- Task details
Retype everything from the start of the data down to the line containing "M 46 232 L 46", including both ends, and leave the pictures out.

··· Data supplied ···

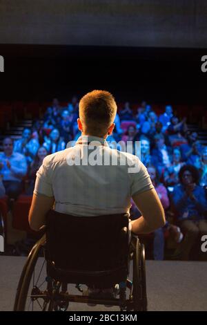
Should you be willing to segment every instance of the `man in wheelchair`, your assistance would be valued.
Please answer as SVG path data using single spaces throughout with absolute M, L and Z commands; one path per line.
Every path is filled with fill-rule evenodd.
M 29 214 L 32 230 L 46 224 L 50 277 L 59 284 L 83 283 L 77 281 L 83 277 L 88 293 L 97 297 L 113 293 L 115 284 L 121 292 L 127 259 L 139 245 L 132 239 L 128 250 L 131 198 L 141 213 L 130 222 L 132 233 L 151 232 L 165 224 L 145 166 L 136 156 L 112 149 L 106 142 L 116 113 L 115 100 L 108 91 L 93 91 L 81 98 L 77 119 L 81 136 L 74 147 L 45 158 Z M 139 256 L 134 255 L 136 274 Z

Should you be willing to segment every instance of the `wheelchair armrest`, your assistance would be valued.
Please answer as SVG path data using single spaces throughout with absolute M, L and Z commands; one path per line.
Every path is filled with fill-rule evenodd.
M 46 232 L 46 229 L 47 229 L 47 228 L 46 228 L 46 225 L 42 225 L 42 226 L 39 228 L 39 231 L 38 231 L 38 234 L 41 234 L 41 236 L 43 236 L 43 235 Z

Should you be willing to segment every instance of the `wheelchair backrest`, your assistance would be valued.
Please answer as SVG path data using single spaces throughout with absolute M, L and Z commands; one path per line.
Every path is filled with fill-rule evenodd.
M 103 271 L 127 264 L 126 214 L 74 216 L 51 210 L 46 217 L 46 259 L 56 268 Z

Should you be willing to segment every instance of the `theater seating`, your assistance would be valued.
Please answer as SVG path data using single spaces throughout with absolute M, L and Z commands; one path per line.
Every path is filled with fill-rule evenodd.
M 13 222 L 14 228 L 25 231 L 28 233 L 34 233 L 29 225 L 28 214 L 32 203 L 32 196 L 20 195 L 14 203 Z
M 129 127 L 129 126 L 133 125 L 136 128 L 136 122 L 135 121 L 122 121 L 121 123 L 121 128 L 122 130 L 124 130 L 124 132 L 126 132 Z

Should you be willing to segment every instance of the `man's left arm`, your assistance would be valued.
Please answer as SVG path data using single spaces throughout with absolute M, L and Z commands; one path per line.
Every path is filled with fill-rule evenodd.
M 37 173 L 32 205 L 29 213 L 30 228 L 35 231 L 45 224 L 46 215 L 54 203 L 52 176 L 52 170 L 48 163 L 48 157 Z
M 29 213 L 29 223 L 32 230 L 38 231 L 46 223 L 46 215 L 52 209 L 53 196 L 34 193 Z
M 28 165 L 26 160 L 24 156 L 18 159 L 18 160 L 14 160 L 14 162 L 10 163 L 10 169 L 17 177 L 23 177 L 27 174 Z

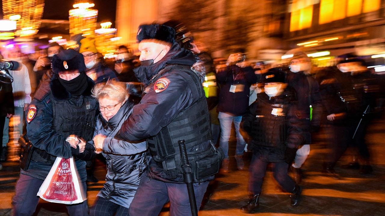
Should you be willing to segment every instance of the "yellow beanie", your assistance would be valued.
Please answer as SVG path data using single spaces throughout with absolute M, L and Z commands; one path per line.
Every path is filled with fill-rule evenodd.
M 95 42 L 94 40 L 88 38 L 83 38 L 80 41 L 80 50 L 79 50 L 79 52 L 80 53 L 86 51 L 92 52 L 94 53 L 99 52 L 95 47 Z

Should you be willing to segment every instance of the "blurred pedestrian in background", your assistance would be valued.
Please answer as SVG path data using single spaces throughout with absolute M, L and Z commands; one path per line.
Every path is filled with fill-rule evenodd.
M 217 107 L 221 127 L 219 146 L 223 149 L 224 158 L 222 169 L 229 171 L 229 141 L 233 123 L 236 135 L 235 160 L 239 170 L 244 168 L 243 151 L 246 141 L 241 134 L 239 124 L 249 105 L 250 86 L 257 82 L 253 69 L 245 60 L 244 50 L 238 49 L 231 54 L 225 66 L 219 68 L 217 80 L 221 84 L 219 101 Z
M 0 160 L 5 161 L 7 152 L 7 143 L 17 144 L 20 135 L 23 134 L 23 128 L 25 128 L 24 121 L 24 111 L 31 103 L 31 83 L 28 70 L 22 63 L 22 53 L 17 45 L 9 48 L 3 52 L 5 58 L 9 61 L 18 61 L 20 64 L 19 70 L 9 70 L 10 74 L 13 77 L 12 83 L 13 95 L 15 115 L 10 118 L 6 118 L 3 132 L 2 147 Z M 10 128 L 13 133 L 9 133 Z
M 132 62 L 133 57 L 128 51 L 126 46 L 119 46 L 118 47 L 117 56 L 115 64 L 116 76 L 121 82 L 137 82 L 135 74 L 134 73 L 135 65 Z
M 295 156 L 297 148 L 305 142 L 304 124 L 297 114 L 295 90 L 288 86 L 285 73 L 274 68 L 263 74 L 261 82 L 264 92 L 242 117 L 242 128 L 252 141 L 253 151 L 249 168 L 249 201 L 241 208 L 252 213 L 259 207 L 259 198 L 268 164 L 273 163 L 274 178 L 286 191 L 291 193 L 291 205 L 298 205 L 301 189 L 288 175 L 288 169 Z
M 104 63 L 103 56 L 96 49 L 95 40 L 85 38 L 82 39 L 80 43 L 79 52 L 84 57 L 87 76 L 96 83 L 105 82 L 109 79 L 115 79 L 117 81 L 114 71 Z
M 0 58 L 2 59 L 3 56 L 0 55 Z M 9 73 L 8 73 L 9 74 Z M 5 126 L 6 118 L 9 119 L 12 115 L 15 115 L 15 106 L 13 104 L 13 95 L 12 91 L 12 85 L 11 83 L 7 83 L 7 81 L 10 81 L 10 80 L 4 79 L 2 77 L 0 81 L 0 137 L 3 138 L 3 130 Z M 8 120 L 9 121 L 9 120 Z M 8 140 L 7 140 L 8 142 Z M 2 145 L 0 160 L 3 162 L 7 159 L 7 143 L 3 145 Z M 3 168 L 3 166 L 0 164 L 0 169 Z
M 296 182 L 299 183 L 301 179 L 300 169 L 310 153 L 311 133 L 319 130 L 322 113 L 322 98 L 318 83 L 311 76 L 311 61 L 306 53 L 301 50 L 294 51 L 289 67 L 288 85 L 295 90 L 298 100 L 296 113 L 306 125 L 306 133 L 303 134 L 306 141 L 297 151 L 294 163 L 290 167 Z

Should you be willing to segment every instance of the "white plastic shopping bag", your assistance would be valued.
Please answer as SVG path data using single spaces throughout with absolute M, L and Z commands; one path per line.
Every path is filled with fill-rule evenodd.
M 86 199 L 82 195 L 74 159 L 56 158 L 37 196 L 49 202 L 76 204 Z

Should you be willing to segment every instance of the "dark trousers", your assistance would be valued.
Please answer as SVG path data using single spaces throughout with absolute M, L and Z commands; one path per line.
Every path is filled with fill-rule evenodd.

···

- Complete output
Should you be willing to segment every instance of the `man in wheelchair`, your assistance would be valued.
Please answer as SVG path data using single spaces throughout with absolute M, L and Z commands; one path per line.
Every path is filled with fill-rule evenodd.
M 29 214 L 32 230 L 46 224 L 50 277 L 59 284 L 83 283 L 77 281 L 83 277 L 88 293 L 97 297 L 113 293 L 115 284 L 121 292 L 127 259 L 139 245 L 132 239 L 128 250 L 131 198 L 141 213 L 130 222 L 132 233 L 151 232 L 165 224 L 145 166 L 136 156 L 112 149 L 106 142 L 116 113 L 115 100 L 108 91 L 93 91 L 81 98 L 77 119 L 81 136 L 74 147 L 45 158 Z M 139 256 L 134 255 L 136 274 Z

Should you be willing to segment every instance of the `wheelchair armrest`, your assistance would be valued.
Please answer as SVG path data using single spaces throughout with absolute M, L and Z commands; one path per line.
Every path is filled with fill-rule evenodd.
M 46 232 L 46 229 L 47 229 L 47 228 L 46 228 L 46 225 L 42 225 L 42 226 L 39 228 L 39 231 L 38 231 L 38 234 L 41 234 L 41 236 L 43 236 L 43 235 Z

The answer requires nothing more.